• Directive: Transcribe every line, keeping it exact.

• Material to process:
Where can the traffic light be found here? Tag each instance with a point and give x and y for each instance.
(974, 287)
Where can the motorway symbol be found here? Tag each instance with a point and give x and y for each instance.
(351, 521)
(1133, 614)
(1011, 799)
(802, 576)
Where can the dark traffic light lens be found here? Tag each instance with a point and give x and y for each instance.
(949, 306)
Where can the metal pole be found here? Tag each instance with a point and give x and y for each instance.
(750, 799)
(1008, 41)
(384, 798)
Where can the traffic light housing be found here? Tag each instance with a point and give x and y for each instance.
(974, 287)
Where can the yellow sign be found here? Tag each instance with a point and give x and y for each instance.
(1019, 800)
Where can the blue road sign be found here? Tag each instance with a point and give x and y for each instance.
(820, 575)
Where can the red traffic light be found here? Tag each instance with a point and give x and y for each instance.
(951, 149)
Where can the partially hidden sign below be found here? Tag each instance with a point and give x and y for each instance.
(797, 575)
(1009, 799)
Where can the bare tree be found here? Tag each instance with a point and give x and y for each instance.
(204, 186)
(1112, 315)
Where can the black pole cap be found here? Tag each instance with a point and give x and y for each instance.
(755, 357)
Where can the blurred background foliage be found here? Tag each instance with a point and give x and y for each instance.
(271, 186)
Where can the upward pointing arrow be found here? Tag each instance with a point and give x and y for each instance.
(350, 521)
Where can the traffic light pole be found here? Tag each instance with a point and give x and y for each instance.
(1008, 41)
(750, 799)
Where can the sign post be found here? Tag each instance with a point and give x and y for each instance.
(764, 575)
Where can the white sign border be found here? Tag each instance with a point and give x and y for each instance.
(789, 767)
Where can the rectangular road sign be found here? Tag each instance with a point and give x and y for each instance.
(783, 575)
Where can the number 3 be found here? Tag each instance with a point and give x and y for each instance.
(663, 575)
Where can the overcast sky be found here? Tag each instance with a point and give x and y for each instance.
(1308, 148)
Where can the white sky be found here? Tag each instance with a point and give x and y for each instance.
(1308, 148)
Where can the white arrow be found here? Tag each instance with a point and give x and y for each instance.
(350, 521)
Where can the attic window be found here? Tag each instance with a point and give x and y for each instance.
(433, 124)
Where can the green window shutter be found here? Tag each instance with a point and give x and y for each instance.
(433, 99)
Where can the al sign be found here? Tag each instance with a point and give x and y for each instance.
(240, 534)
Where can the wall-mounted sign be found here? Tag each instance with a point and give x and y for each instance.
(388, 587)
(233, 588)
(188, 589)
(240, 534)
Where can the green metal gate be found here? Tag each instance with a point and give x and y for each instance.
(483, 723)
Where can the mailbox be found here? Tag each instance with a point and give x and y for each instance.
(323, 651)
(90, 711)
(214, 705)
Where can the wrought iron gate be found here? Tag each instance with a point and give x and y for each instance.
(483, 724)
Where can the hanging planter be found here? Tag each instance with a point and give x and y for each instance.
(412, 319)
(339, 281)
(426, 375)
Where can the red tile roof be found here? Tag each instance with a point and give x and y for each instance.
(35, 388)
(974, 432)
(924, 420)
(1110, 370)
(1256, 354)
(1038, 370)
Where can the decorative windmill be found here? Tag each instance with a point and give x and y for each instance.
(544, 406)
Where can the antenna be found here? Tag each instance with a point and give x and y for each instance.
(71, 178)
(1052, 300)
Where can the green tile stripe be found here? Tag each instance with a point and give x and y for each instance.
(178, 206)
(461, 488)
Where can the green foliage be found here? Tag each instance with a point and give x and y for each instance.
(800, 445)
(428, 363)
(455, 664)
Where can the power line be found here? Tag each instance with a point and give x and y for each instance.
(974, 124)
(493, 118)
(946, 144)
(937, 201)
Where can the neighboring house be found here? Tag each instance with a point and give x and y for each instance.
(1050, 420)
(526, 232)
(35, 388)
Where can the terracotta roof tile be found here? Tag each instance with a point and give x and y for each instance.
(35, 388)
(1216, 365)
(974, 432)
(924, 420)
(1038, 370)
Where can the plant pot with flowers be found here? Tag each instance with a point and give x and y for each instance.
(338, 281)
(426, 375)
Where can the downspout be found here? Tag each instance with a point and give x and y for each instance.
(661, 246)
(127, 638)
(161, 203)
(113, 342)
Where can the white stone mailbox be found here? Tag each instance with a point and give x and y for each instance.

• Task response:
Where can the traffic light be found here? Tag each instance with a point and give x and y for each instance.
(974, 287)
Where can the motorway symbol be found here? Tag each instance with a point and give x and y for each instance.
(351, 521)
(1133, 614)
(1011, 799)
(802, 576)
Where can the dark traffic light lens be found here? Tag each instance with a point and give x and y for each instance.
(949, 306)
Where can the metal pole be found here? Tag each instance with a point and give x and y for each instance.
(750, 799)
(1008, 41)
(384, 798)
Where can the traffic light housing be found here? Tag each instance with a point and give x and y for each instance.
(974, 287)
Where can the yellow sign be found here? Tag each instance with a point and give x and y for each instance.
(1019, 800)
Where can the blue road sign be found here? Tag each instance with a point and give x and y for each instance.
(820, 575)
Where can the red traffic light be found here? Tag each instance with a point and give x and y for each instance.
(951, 149)
Where can the partially hidden sign below be found here? Tag each instance with a point and give x and y for each instance.
(797, 575)
(1009, 799)
Where can the bare tree be found here? Tag each instance with a point and give x and y for each instance.
(204, 186)
(1112, 315)
Where can the black pole cap be found here? Tag each instance with a point and give x and y for each instance.
(755, 357)
Where can the blurred background foliage be found here? Tag each instance with a point and give x and y for each instance.
(271, 186)
Where can the upward pointing arrow be found here? Tag each instance with a point and give x and y for each instance.
(350, 521)
Where can the traffic light pole be found here? Tag each instance with a point and give x and y for each instance.
(1008, 41)
(750, 799)
Where can the sign post be found here? Tag each instance with a point and give x and y for each instance.
(764, 575)
Where can the white sign border be found here? Tag each instance with a point and give x and y for each instance.
(789, 767)
Where can the rectangular road sign be found here? Tag each instance with a point and give x and y for each instance.
(783, 575)
Where can the number 3 be found here? Tag each instance with a point and give x and y for each instance.
(663, 575)
Where can the overcast sky be found here? Tag each instance with a point and give x and y for each instance.
(1308, 148)
Where can the white sky be found here? Tag each instance with a point and give x and y for each instance.
(1308, 148)
Where can the white arrow be found here? Tag each instance with a point and give x and y for each instance.
(350, 521)
Where can the attic window be found here? Tag each instance with a point and give x and y for each instance.
(433, 124)
Where can the green window shutter be found here? Tag each instance with a point and give x and y for each instance.
(433, 99)
Where can the al sign be found here? Tag each instance with a point and give x and y for each instance.
(240, 534)
Where can the wall-mounted sign be found here? Tag each instance with a point and give x and y for each instance.
(388, 587)
(233, 588)
(188, 589)
(240, 534)
Where can the green metal gate be found here? Tag each instance with a point and give x and y for each instance.
(483, 723)
Where can the mailbox be found here? Tag each instance with a point and give x and y for each instance.
(323, 651)
(90, 711)
(214, 705)
Where can the wrought iron gate be found here? Tag each instance with a point and give x and y for each instance.
(483, 724)
Where can the hanging planter be found here? Tag each instance with a point and give x and y for each instance.
(412, 319)
(339, 281)
(426, 375)
Where can the red tile roof be found here? Tag each instance with a point and give x and y for each instance.
(35, 388)
(974, 432)
(924, 420)
(1110, 370)
(1256, 354)
(1038, 370)
Where can the decorative windmill be found here? Tag each instance with a point and give x and y for each instance.
(544, 406)
Where can the antenna be found here? Tag each instance with a point and give x and y for each instance.
(71, 178)
(1052, 300)
Where can the green tile stripe be found here? Tag each instance with a point and give x and y for each instance.
(178, 206)
(461, 488)
Where can the green foliage be found here? Tag each instance with a point and give x and y for each instance.
(800, 445)
(428, 363)
(455, 664)
Where can the power line be found here? Tag each instance with a point and give x and y for each instance.
(974, 124)
(493, 118)
(946, 144)
(937, 201)
Where can the neighboring house be found here? Tag each instance with a point and give x and y for each instance.
(1050, 420)
(526, 232)
(35, 388)
Where can the terracotta roof tile be found here? Tag each instance with a point and give x and y for each instance.
(35, 388)
(1216, 365)
(974, 432)
(924, 420)
(1038, 370)
Where can the plant pot with flowers be found here? Tag each instance with a point and give x and y for each instance.
(338, 281)
(426, 375)
Where can the downspout be found here? Tag each instance with a point and give x and y for each instance.
(661, 246)
(127, 638)
(161, 203)
(113, 342)
Where can the white stone mailbox be found here? Tag each instance with a point and give x and y for each instance.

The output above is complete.